[Start Text]

For the default calibration level (i.e., L0), we used four performance measurements: the error rates (ERs) of the total volume and average SMS, and the root mean squared percentage errors (RMSPEs) of the flow rate and average SMS in a 15 min period. Using GEH statistics which is most widely used measurements in O–D data [21], the O–D per link was evaluated to provide better calibration in L1, and four O–D pairs existed in the test network (main-to-main, main-to-off, on-to-main, and on-to-off). After satisfying the calibration requirements of L1, the RMSPE of the I/O per lane was considered in L2. In L3, the RMSPE of the SMS per lane was considered. Finally, we used the GEH of the O–D per lane to provide the highest calibration level (L4), with 36 pairs existing between lanes. If the GEH values resulting from a simulation run at each measurement location for all O–D pairs evaluated were less than 5, the simulation was considered to be acceptably calibrated. The ER target ranges were set to be within ±5% and the RSMPE target ranges were set to below 5 (RSMPE indicates that the number has been multiplied by a factor 100 because of the small values resulting from the RMSPE equation). As mentioned previously, smaller ranges are better for sophisticated calibration, but result in a more intricate and time-consuming process. In this study, each of the target ranges were reasonably established by trial-and-error as it is difficult to theoretically define their upper bounds. However, the established ranges still indicate a fitness performance of approximately 95%.

[End Text]

» **Work to be completed**: Return the full calibration passage word for word. The material after this point has no connection to the calibration passage.

[Start Dataset extract]

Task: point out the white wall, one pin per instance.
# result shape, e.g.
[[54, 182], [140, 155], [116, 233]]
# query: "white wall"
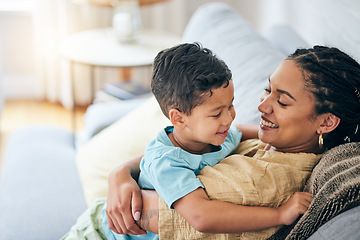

[End Dataset extract]

» **In response**:
For the default calibration level (i.e., L0), we used four performance measurements: the error rates (ERs) of the total volume and average SMS, and the root mean squared percentage errors (RMSPEs) of the flow rate and average SMS in a 15 min period. Using GEH statistics which is most widely used measurements in O–D data [21], the O–D per link was evaluated to provide better calibration in L1, and four O–D pairs existed in the test network (main-to-main, main-to-off, on-to-main, and on-to-off). After satisfying the calibration requirements of L1, the RMSPE of the I/O per lane was considered in L2. In L3, the RMSPE of the SMS per lane was considered. Finally, we used the GEH of the O–D per lane to provide the highest calibration level (L4), with 36 pairs existing between lanes. If the GEH values resulting from a simulation run at each measurement location for all O–D pairs evaluated were less than 5, the simulation was considered to be acceptably calibrated. The ER target ranges were set to be within ±5% and the RSMPE target ranges were set to below 5 (RSMPE indicates that the number has been multiplied by a factor 100 because of the small values resulting from the RMSPE equation). As mentioned previously, smaller ranges are better for sophisticated calibration, but result in a more intricate and time-consuming process. In this study, each of the target ranges were reasonably established by trial-and-error as it is difficult to theoretically define their upper bounds. However, the established ranges still indicate a fitness performance of approximately 95%.